→ **Data shown**

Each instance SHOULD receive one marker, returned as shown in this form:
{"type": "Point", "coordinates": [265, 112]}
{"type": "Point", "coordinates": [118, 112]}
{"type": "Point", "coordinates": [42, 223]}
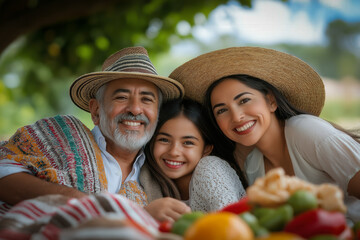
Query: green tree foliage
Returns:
{"type": "Point", "coordinates": [58, 40]}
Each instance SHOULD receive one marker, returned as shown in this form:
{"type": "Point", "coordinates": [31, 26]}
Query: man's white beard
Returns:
{"type": "Point", "coordinates": [130, 140]}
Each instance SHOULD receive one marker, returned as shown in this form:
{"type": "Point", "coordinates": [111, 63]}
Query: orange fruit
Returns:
{"type": "Point", "coordinates": [280, 236]}
{"type": "Point", "coordinates": [219, 225]}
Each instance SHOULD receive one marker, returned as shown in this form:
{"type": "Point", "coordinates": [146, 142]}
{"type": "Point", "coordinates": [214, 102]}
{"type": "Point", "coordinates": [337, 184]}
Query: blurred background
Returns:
{"type": "Point", "coordinates": [46, 44]}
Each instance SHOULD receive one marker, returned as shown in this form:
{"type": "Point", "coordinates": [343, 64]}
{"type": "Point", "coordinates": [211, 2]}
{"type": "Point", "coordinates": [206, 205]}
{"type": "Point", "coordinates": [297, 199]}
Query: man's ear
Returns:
{"type": "Point", "coordinates": [207, 150]}
{"type": "Point", "coordinates": [272, 101]}
{"type": "Point", "coordinates": [94, 110]}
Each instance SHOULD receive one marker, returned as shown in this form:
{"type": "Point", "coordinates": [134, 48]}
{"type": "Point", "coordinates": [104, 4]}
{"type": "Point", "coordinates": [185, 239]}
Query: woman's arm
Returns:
{"type": "Point", "coordinates": [353, 186]}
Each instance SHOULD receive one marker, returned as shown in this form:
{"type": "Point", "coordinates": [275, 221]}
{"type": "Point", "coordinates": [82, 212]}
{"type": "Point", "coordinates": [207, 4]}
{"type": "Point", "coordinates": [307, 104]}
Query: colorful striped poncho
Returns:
{"type": "Point", "coordinates": [59, 149]}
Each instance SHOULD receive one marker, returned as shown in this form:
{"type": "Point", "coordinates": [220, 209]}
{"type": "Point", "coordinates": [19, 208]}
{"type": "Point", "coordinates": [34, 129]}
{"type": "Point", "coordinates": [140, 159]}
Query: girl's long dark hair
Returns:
{"type": "Point", "coordinates": [193, 111]}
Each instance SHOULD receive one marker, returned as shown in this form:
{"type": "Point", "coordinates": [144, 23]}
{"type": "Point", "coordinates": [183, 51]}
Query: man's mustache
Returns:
{"type": "Point", "coordinates": [127, 116]}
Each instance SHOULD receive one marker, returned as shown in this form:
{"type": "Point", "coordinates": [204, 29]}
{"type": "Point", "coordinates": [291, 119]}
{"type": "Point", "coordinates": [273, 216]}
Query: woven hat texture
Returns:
{"type": "Point", "coordinates": [295, 79]}
{"type": "Point", "coordinates": [128, 63]}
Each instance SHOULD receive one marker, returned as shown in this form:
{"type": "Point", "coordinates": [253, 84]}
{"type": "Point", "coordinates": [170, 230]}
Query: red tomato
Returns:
{"type": "Point", "coordinates": [165, 226]}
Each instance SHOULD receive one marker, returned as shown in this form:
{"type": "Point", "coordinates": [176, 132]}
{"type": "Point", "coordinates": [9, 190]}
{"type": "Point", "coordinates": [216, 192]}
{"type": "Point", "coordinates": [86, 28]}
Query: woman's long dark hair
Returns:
{"type": "Point", "coordinates": [284, 110]}
{"type": "Point", "coordinates": [193, 111]}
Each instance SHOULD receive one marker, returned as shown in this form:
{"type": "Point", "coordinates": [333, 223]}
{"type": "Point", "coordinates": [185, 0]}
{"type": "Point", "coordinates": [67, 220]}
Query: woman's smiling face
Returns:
{"type": "Point", "coordinates": [178, 147]}
{"type": "Point", "coordinates": [242, 113]}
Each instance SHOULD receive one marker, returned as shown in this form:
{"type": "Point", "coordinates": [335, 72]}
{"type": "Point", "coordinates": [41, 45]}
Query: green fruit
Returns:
{"type": "Point", "coordinates": [262, 211]}
{"type": "Point", "coordinates": [185, 221]}
{"type": "Point", "coordinates": [253, 223]}
{"type": "Point", "coordinates": [324, 237]}
{"type": "Point", "coordinates": [192, 216]}
{"type": "Point", "coordinates": [276, 220]}
{"type": "Point", "coordinates": [302, 201]}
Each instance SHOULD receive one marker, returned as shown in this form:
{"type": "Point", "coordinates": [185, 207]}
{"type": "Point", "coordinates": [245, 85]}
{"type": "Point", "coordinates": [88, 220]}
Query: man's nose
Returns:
{"type": "Point", "coordinates": [134, 106]}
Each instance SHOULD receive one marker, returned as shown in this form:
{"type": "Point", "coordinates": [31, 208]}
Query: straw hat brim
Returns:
{"type": "Point", "coordinates": [85, 87]}
{"type": "Point", "coordinates": [294, 78]}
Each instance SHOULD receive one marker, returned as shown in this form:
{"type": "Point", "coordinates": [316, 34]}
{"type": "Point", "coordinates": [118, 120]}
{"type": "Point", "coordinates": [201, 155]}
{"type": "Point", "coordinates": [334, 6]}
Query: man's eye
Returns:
{"type": "Point", "coordinates": [189, 143]}
{"type": "Point", "coordinates": [120, 97]}
{"type": "Point", "coordinates": [163, 140]}
{"type": "Point", "coordinates": [148, 100]}
{"type": "Point", "coordinates": [244, 100]}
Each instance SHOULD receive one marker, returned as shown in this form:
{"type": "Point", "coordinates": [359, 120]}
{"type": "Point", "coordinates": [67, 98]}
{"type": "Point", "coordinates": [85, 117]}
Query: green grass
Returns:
{"type": "Point", "coordinates": [343, 112]}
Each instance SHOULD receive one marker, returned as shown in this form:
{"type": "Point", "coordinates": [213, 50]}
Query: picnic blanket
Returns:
{"type": "Point", "coordinates": [97, 216]}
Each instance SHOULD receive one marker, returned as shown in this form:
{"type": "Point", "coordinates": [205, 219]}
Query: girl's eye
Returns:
{"type": "Point", "coordinates": [120, 97]}
{"type": "Point", "coordinates": [165, 140]}
{"type": "Point", "coordinates": [220, 111]}
{"type": "Point", "coordinates": [189, 143]}
{"type": "Point", "coordinates": [146, 99]}
{"type": "Point", "coordinates": [244, 100]}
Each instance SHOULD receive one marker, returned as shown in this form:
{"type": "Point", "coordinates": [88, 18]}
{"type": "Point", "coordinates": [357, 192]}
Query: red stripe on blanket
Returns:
{"type": "Point", "coordinates": [93, 206]}
{"type": "Point", "coordinates": [12, 235]}
{"type": "Point", "coordinates": [70, 213]}
{"type": "Point", "coordinates": [32, 208]}
{"type": "Point", "coordinates": [23, 213]}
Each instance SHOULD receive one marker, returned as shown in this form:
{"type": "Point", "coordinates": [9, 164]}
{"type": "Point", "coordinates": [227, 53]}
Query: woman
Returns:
{"type": "Point", "coordinates": [179, 158]}
{"type": "Point", "coordinates": [270, 101]}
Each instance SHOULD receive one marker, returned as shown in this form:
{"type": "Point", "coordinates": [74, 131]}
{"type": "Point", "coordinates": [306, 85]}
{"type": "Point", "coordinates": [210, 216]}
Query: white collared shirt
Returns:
{"type": "Point", "coordinates": [112, 169]}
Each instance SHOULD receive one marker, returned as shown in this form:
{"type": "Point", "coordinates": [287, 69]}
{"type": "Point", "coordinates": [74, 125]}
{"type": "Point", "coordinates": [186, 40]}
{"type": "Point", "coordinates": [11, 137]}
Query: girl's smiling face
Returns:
{"type": "Point", "coordinates": [242, 113]}
{"type": "Point", "coordinates": [178, 147]}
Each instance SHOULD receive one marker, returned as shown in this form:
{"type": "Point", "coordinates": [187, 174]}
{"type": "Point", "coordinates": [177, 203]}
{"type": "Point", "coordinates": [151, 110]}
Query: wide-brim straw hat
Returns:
{"type": "Point", "coordinates": [296, 80]}
{"type": "Point", "coordinates": [128, 63]}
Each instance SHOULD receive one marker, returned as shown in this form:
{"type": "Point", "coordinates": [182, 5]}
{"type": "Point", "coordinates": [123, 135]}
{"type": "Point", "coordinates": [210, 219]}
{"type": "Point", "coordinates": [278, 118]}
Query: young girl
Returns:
{"type": "Point", "coordinates": [179, 158]}
{"type": "Point", "coordinates": [270, 101]}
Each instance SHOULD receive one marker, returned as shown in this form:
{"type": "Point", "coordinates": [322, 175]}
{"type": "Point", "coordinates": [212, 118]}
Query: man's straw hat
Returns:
{"type": "Point", "coordinates": [295, 79]}
{"type": "Point", "coordinates": [129, 63]}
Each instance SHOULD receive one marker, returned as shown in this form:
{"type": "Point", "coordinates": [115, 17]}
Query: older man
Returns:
{"type": "Point", "coordinates": [60, 155]}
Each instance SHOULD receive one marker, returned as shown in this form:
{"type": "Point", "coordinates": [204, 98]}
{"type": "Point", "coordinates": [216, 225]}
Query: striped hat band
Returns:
{"type": "Point", "coordinates": [128, 63]}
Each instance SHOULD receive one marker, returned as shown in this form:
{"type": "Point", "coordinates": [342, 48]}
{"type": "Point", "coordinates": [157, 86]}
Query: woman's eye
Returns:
{"type": "Point", "coordinates": [120, 97]}
{"type": "Point", "coordinates": [220, 111]}
{"type": "Point", "coordinates": [189, 143]}
{"type": "Point", "coordinates": [163, 140]}
{"type": "Point", "coordinates": [146, 99]}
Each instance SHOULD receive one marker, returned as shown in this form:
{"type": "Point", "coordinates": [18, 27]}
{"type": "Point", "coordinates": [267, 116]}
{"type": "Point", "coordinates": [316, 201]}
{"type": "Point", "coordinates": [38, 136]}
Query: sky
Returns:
{"type": "Point", "coordinates": [271, 22]}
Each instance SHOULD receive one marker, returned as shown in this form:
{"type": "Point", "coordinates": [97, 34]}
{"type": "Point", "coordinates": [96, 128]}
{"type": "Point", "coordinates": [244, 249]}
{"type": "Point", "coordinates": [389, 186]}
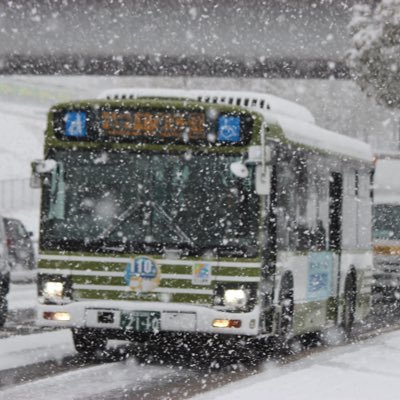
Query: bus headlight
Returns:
{"type": "Point", "coordinates": [53, 290]}
{"type": "Point", "coordinates": [235, 298]}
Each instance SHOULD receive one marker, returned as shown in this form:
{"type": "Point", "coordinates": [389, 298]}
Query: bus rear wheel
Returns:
{"type": "Point", "coordinates": [286, 301]}
{"type": "Point", "coordinates": [88, 342]}
{"type": "Point", "coordinates": [349, 306]}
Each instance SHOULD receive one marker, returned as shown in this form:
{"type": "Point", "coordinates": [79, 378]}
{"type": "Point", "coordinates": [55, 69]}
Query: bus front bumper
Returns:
{"type": "Point", "coordinates": [146, 317]}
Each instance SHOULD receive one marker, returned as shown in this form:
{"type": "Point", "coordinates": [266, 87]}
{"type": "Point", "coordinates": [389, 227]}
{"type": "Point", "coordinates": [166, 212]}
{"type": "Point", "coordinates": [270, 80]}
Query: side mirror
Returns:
{"type": "Point", "coordinates": [239, 169]}
{"type": "Point", "coordinates": [263, 180]}
{"type": "Point", "coordinates": [40, 167]}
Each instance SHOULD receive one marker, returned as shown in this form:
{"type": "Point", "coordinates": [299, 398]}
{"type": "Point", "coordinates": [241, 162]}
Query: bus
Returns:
{"type": "Point", "coordinates": [201, 215]}
{"type": "Point", "coordinates": [386, 230]}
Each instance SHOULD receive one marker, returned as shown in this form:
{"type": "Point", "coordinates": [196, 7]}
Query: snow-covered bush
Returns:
{"type": "Point", "coordinates": [374, 57]}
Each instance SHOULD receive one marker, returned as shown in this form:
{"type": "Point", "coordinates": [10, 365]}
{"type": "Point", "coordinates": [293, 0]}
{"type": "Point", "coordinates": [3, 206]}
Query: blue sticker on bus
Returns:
{"type": "Point", "coordinates": [75, 124]}
{"type": "Point", "coordinates": [228, 129]}
{"type": "Point", "coordinates": [142, 274]}
{"type": "Point", "coordinates": [320, 271]}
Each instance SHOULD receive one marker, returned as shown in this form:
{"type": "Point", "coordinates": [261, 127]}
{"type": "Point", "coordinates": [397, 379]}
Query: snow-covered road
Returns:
{"type": "Point", "coordinates": [367, 370]}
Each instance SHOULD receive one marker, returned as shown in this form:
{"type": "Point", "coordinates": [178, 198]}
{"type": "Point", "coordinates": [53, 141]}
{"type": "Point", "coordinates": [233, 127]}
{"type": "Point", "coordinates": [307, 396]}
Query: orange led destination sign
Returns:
{"type": "Point", "coordinates": [156, 124]}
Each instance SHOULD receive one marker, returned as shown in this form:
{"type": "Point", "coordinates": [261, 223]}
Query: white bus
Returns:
{"type": "Point", "coordinates": [200, 214]}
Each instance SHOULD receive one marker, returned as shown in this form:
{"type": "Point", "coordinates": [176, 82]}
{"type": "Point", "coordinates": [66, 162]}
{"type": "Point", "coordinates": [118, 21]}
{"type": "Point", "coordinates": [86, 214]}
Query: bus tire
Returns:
{"type": "Point", "coordinates": [4, 289]}
{"type": "Point", "coordinates": [286, 302]}
{"type": "Point", "coordinates": [88, 342]}
{"type": "Point", "coordinates": [349, 306]}
{"type": "Point", "coordinates": [3, 309]}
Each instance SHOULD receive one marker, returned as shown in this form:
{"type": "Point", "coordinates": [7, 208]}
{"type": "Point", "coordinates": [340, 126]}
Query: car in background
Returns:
{"type": "Point", "coordinates": [20, 247]}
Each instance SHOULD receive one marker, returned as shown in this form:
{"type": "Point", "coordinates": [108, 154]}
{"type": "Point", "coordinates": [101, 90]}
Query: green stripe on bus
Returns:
{"type": "Point", "coordinates": [165, 269]}
{"type": "Point", "coordinates": [86, 294]}
{"type": "Point", "coordinates": [119, 281]}
{"type": "Point", "coordinates": [157, 257]}
{"type": "Point", "coordinates": [82, 265]}
{"type": "Point", "coordinates": [236, 271]}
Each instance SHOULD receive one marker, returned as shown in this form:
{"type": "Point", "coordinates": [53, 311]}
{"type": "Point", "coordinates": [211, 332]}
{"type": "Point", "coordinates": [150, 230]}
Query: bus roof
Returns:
{"type": "Point", "coordinates": [296, 121]}
{"type": "Point", "coordinates": [253, 100]}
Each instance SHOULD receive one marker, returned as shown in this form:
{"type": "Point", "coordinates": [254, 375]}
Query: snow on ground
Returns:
{"type": "Point", "coordinates": [22, 296]}
{"type": "Point", "coordinates": [88, 382]}
{"type": "Point", "coordinates": [367, 370]}
{"type": "Point", "coordinates": [17, 351]}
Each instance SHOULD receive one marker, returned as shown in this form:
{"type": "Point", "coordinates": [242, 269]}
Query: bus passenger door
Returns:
{"type": "Point", "coordinates": [335, 228]}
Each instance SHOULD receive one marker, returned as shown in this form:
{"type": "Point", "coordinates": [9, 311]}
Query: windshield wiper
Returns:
{"type": "Point", "coordinates": [119, 220]}
{"type": "Point", "coordinates": [132, 209]}
{"type": "Point", "coordinates": [172, 223]}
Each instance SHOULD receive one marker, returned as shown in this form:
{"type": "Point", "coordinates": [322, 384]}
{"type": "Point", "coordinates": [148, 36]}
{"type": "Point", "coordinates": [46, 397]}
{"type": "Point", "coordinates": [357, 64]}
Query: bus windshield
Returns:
{"type": "Point", "coordinates": [135, 201]}
{"type": "Point", "coordinates": [386, 222]}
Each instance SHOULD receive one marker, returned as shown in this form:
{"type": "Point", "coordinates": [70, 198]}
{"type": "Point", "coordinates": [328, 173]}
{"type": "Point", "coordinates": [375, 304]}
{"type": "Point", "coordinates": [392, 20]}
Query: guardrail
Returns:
{"type": "Point", "coordinates": [17, 194]}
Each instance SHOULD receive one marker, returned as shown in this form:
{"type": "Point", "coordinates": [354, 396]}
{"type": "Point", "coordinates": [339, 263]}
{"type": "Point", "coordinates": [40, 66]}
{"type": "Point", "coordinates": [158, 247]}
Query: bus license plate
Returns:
{"type": "Point", "coordinates": [141, 321]}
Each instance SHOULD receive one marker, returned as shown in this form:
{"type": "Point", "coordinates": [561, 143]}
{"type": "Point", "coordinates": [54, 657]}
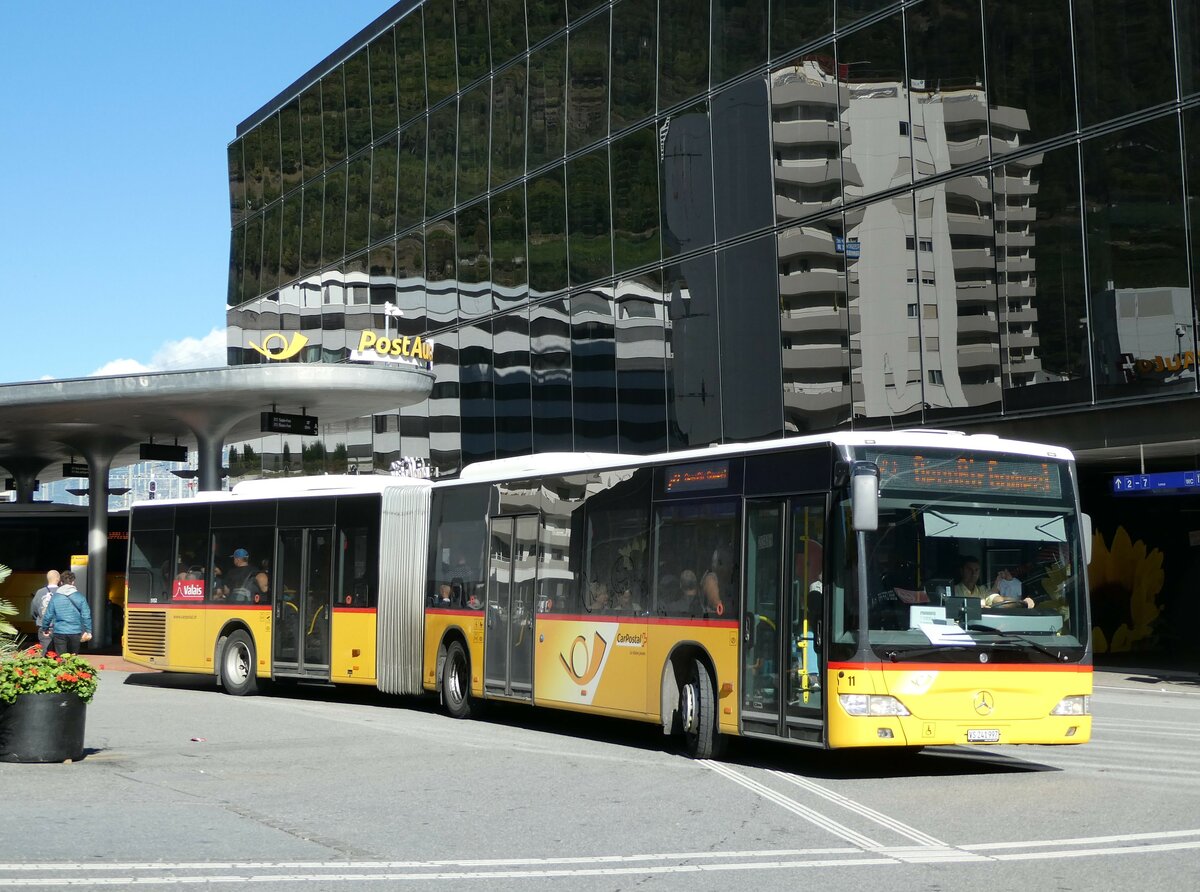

→ **About this task**
Using the listing above, list every line in which the string "girl" occurs.

→ **Answer below**
Query: girl's long dark hair
Query: girl's eye
Query: girl's smiling face
Query: young girl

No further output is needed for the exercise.